- _Extrait_:
________________

Dix mois de tentatives infructueuses pour aboutir à une trêve fragile. La guerre qui dure depuis cinq ans en Syrie est devenue extrêmement complexe. Dans ce contexte, le plan conclu à Genève, vendredi 9 septembre, entre les Etats-Unis et la Russie pour réduire les violences est une bonne nouvelle, mais il n'en est pas moins fragile.

D'autant plus qu'un influent groupe rebelle syrien a rejeté cet accord, qui doit entrer en vigueur, lundi dans la soirée. Franceinfo livre cinq raisons de penser que les affrontements vont se poursuivre en Syrie.

1Le plan est complexe et comporte plusieurs étapes

La trêve, qui doit entrer en vigueur à 18 heures (heure de Paris), a été approuvée par Damas. En face, un groupe islamiste a critiqué ce plan et l'opposition syrienne réclame des "garanties" sur son application. Ce cessez-le-feu est prévu pendant 48 heures. S'il tient, il pourrait être renouvelé de nouveau pour 48 heures.

Le site américain Vox résume (en anglais) le plan en quatre phases : d'abord un cessez-le-feu, puis une séparation entre "bons" et "mauvais" rebelles, c'est-à-dire convaincre les rebelles de se dissocier de leurs alliés jihadistes. Ensuite, une offensive russo-américaine doit être lancée contre les groupes jihadistes avant d'obtenir un accord de paix entre Bachar Al-Assad et les rebelles.

Concrètement, les Russes doivent obtenir du président syrien qu'il cloue son aviation au sol. En contrepartie, les Américains exigent des insurgés qu'ils rompent avec les jihadistes. Américains et Russes doivent créer un centre de commandement commun pour mener les frappes contre les forces du groupe Etat islamique, mais aussi de l'ex-Front Al-Nosra (qui était affilié à Al-Qaïda).

2Les précédentes trêves se sont soldées par des échecs

Evidemment, si cette trêve, qui doit conduire à une désescalade des violences, suscite des doutes, c'est que les précédentes initiatives ont toutes échoué. Un premier accord russo-américain de "cessation des hostilités", entré en vigueur le 27 février, a volé en éclats après des violations répétées des différents belligérants. D'ailleurs, l'annonce de cette trêve n'a pas fait baisser les violences avant qu'elle entre en vigueur.

Plus tôt dans l'année, un cessez-le-feu, censé entrer en vigueur le 11 février, conformément à un accord parrainé par Moscou et Washington, avait lui buté sur la poursuite des bombardements russes et syriens sur Alep, rappelle Le Monde. 

Sans oublier que Bachar Al-Assad ne semble pas disposer à faire de grands efforts. Le président syrien a, en effet, affirmé, lundi, vouloir "reprendre" tout le territoire qui échappe au contrôle du régime, quelques heures avant l'entrée en vigueur de ce nouvel accord de cessation des hostilités. "Les forces armées vont poursuivre leur travail sans hésitation (...) et indépendamment des facteurs extérieurs et intérieurs", a-t-il ajouté.

________________

- _Données présentées_:
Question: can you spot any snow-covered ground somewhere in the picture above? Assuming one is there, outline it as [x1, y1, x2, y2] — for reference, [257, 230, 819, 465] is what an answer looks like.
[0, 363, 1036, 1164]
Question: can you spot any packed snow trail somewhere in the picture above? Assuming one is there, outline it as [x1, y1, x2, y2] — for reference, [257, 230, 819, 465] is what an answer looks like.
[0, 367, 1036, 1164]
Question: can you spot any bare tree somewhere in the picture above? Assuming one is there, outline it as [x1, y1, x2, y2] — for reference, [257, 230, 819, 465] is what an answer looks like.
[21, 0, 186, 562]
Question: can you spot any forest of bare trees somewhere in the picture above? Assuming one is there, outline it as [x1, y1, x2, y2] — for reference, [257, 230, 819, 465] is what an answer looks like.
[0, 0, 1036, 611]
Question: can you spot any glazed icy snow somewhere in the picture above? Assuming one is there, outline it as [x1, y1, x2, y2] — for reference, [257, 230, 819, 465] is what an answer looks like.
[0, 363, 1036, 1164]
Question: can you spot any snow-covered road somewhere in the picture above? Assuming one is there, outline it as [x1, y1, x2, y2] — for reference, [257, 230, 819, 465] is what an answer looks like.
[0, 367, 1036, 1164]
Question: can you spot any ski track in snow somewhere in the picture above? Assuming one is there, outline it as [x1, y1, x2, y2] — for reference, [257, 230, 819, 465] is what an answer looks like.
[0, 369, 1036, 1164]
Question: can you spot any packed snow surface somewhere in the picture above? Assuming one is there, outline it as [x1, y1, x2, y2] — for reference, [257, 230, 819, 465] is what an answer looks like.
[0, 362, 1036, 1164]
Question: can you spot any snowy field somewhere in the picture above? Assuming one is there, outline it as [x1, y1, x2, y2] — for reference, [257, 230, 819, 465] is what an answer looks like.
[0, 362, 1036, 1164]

________________

- _Énoncé 1_: Reprenez sous forme de liste le paragraphe de l'extrait qui commence par « Concrètement, les Russes », sans perdre ses faits principaux.
- _Énoncé 2_: Reproduisez mot pour mot le passage de l'extrait qui va de « Plus tôt dans » jusqu'à « rappelle Le Monde. ».

- _Corrigé 1_:
- Les Russes doivent obtenir du président syrien qu'il cloue son aviation au sol.
- En échange, les Américains exigent que les insurgés rompent avec les jihadistes.
- Américains et Russes doivent créer un centre de commandement commun pour frapper les forces du groupe Etat islamique et de l'ex-Front Al-Nosra, qui était affilié à Al-Qaïda.

- _Corrigé 2_:
Plus tôt dans l'année, un cessez-le-feu, censé entrer en vigueur le 11 février, conformément à un accord parrainé par Moscou et Washington, avait lui buté sur la poursuite des bombardements russes et syriens sur Alep, rappelle Le Monde.